**GOAL OF THE EXERCISE**
Arrange every line of the listing below as a numbered list, omitting blank lines and leaving out the pictures.
[start]
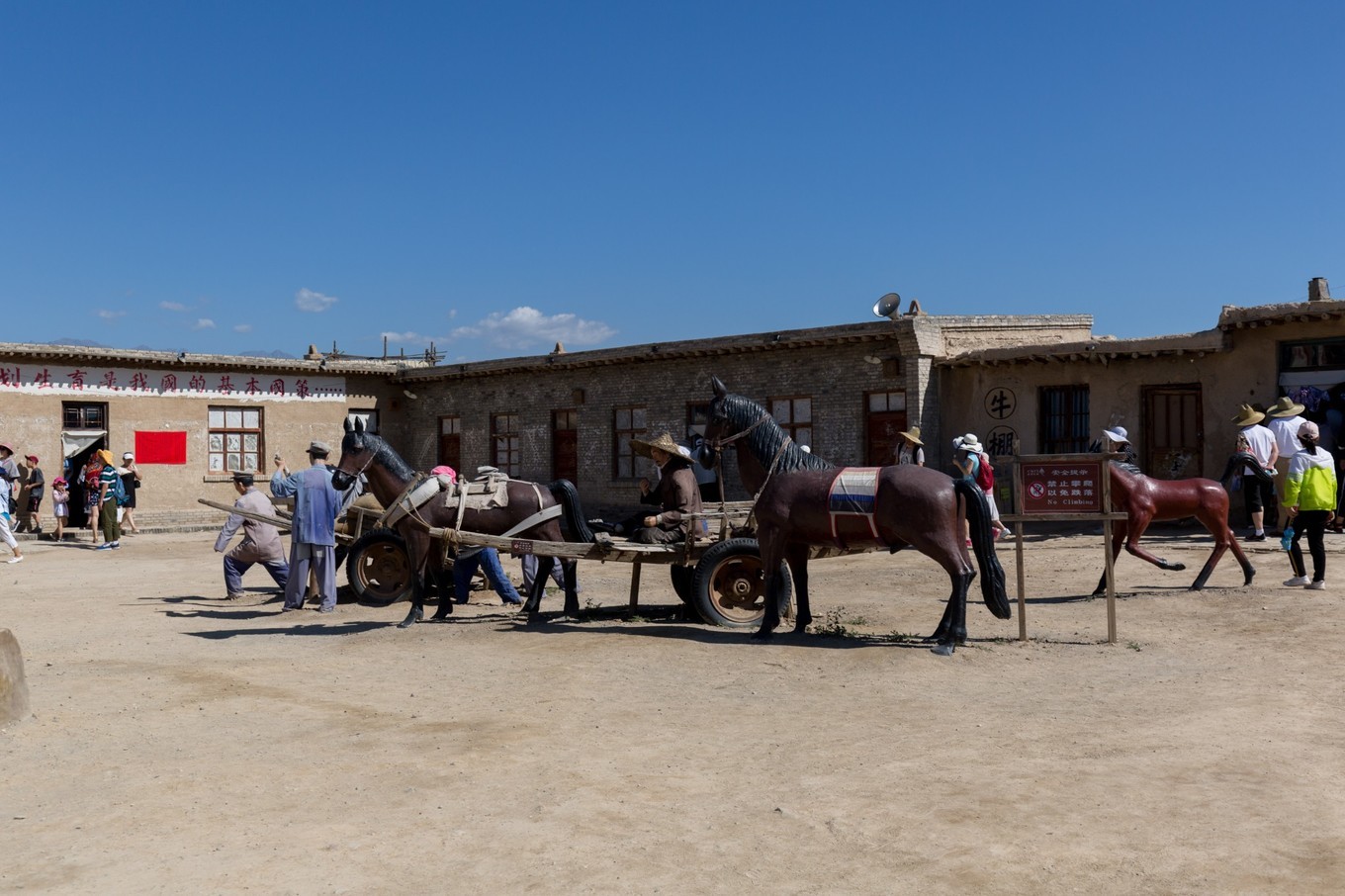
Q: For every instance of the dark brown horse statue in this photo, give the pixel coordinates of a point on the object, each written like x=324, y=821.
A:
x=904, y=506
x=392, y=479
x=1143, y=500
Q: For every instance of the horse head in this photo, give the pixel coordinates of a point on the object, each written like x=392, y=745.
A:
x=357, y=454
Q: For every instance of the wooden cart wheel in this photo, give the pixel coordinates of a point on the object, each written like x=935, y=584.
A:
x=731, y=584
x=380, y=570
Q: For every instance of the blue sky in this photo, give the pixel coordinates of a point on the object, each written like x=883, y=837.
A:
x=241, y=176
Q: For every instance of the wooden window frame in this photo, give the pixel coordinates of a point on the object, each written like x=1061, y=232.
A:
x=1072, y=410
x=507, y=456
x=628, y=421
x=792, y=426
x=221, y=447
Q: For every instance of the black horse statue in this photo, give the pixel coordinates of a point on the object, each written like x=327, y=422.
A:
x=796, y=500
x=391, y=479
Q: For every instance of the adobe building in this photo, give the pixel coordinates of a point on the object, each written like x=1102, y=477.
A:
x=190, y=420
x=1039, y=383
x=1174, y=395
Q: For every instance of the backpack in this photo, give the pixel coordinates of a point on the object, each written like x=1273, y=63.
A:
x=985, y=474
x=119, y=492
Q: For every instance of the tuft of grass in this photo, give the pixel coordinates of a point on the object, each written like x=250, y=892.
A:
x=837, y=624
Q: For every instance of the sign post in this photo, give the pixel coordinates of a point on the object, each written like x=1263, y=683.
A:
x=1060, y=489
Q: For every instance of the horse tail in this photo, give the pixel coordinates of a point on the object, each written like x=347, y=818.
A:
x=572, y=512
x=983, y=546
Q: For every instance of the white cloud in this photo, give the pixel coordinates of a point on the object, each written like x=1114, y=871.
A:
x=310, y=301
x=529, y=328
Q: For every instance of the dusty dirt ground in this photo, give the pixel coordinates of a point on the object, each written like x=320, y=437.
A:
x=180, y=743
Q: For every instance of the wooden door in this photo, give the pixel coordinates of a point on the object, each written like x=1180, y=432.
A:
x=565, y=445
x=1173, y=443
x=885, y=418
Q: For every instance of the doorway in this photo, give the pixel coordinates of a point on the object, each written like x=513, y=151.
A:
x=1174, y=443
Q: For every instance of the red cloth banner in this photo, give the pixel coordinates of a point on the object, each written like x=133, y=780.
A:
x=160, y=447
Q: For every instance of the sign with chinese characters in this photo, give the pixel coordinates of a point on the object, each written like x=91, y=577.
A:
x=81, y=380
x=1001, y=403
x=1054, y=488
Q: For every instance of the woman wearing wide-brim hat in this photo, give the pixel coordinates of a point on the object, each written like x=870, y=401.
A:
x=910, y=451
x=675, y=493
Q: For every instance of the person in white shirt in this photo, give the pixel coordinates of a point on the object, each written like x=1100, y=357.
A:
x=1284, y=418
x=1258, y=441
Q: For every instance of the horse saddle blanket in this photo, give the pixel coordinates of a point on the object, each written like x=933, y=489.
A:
[end]
**EXERCISE SOLUTION**
1. Q: For every instance of the dark brown horse statue in this photo, give the pixel coordinates of a point on the object, each written like x=324, y=821.
2. A:
3. x=904, y=506
4. x=392, y=479
5. x=1143, y=500
6. Q: For every instance of the horse head in this photo, give the pixel coordinates of a point on the object, each written like x=392, y=745.
7. A:
8. x=357, y=454
9. Q: For every instance of the wooden cart wheel in this photo, give the pixel coordinates of a point on the object, each written like x=935, y=584.
10. A:
11. x=731, y=584
12. x=380, y=570
13. Q: For every instance of the blue sky in this photo, give the pixel coordinates of a point on the object, each written like x=883, y=837.
14. A:
15. x=241, y=176
16. Q: For every instance of the wooden window frame in this photo, give the pixel coordinates of a point on the object, each written like x=1061, y=232.
17. A:
18. x=1072, y=410
19. x=507, y=456
20. x=628, y=421
21. x=792, y=426
22. x=221, y=447
23. Q: For every instance of the black horse statue in this photo, give the pixel coordinates of a point on the object, each written like x=327, y=422.
24. A:
25. x=796, y=500
26. x=391, y=479
27. Q: For every instance of the adobe building in this photo, give the pixel coordinates of a point on the object, each written like x=1102, y=477.
28. A:
29. x=190, y=420
30. x=1039, y=383
31. x=1174, y=395
32. Q: For every instance of the backpack in this photo, give the pixel coordinates of a point on the object, each written like x=1273, y=63.
33. A:
34. x=985, y=474
35. x=119, y=492
36. Q: For every instance of the tuft of grass in this photo, give the pixel coordinates of a point on the object, each written like x=250, y=892.
37. A:
38. x=837, y=624
39. Q: For every instance of the sign post in this photo, give the pixel coordinates of a point on the object, each written like x=1263, y=683.
40. A:
41. x=1060, y=489
42. Q: For every instance of the horse tail in this photo, give the pixel coordinates of a point on the object, each written like x=347, y=818.
43. A:
44. x=572, y=512
45. x=983, y=546
46. Q: For every instance of the white cloud in this photo, give the pixel coordinates of a point on the object, each written like x=1114, y=871.
47. A:
48. x=310, y=301
49. x=529, y=328
50. Q: For every instance of the dusty dirt ground in this photo, give the pixel coordinates of a point on the object, each written like x=320, y=437.
51. A:
52. x=180, y=743
53. Q: For every instance of the wooden door in this photo, give the pixel coordinates of a point on the object, each written like x=1180, y=432.
54. A:
55. x=565, y=445
56. x=1173, y=443
57. x=885, y=418
58. Q: For every instance of the doorway in this photo, give the pixel coordinates of a point on the object, each written like x=513, y=151.
59. A:
60. x=1174, y=443
61. Q: For every instance of the red cloth banner in this photo, give the pixel coordinates of a point on the object, each written like x=133, y=780.
62. A:
63. x=160, y=447
64. Q: For every instance of the sign with chinese characters in this photo, give the pixel coordinates of a point on the object, each written like x=91, y=577.
65. A:
66. x=81, y=380
67. x=1001, y=403
68. x=1054, y=488
69. Q: For every instance of the woman wearing wide-brim hat in this photo, give the pixel coordinates of a point on the object, each written like x=870, y=401.
70. A:
71. x=910, y=451
72. x=675, y=493
73. Q: For every instance of the person in white shirt in this photo, give the pixel coordinates of a point on the object, each written like x=1100, y=357.
74. A:
75. x=1284, y=418
76. x=1258, y=441
77. Q: For every instance of the horse saddle blanket in this photo, give the pixel coordinates of a point on the object, each written like x=933, y=489.
78. A:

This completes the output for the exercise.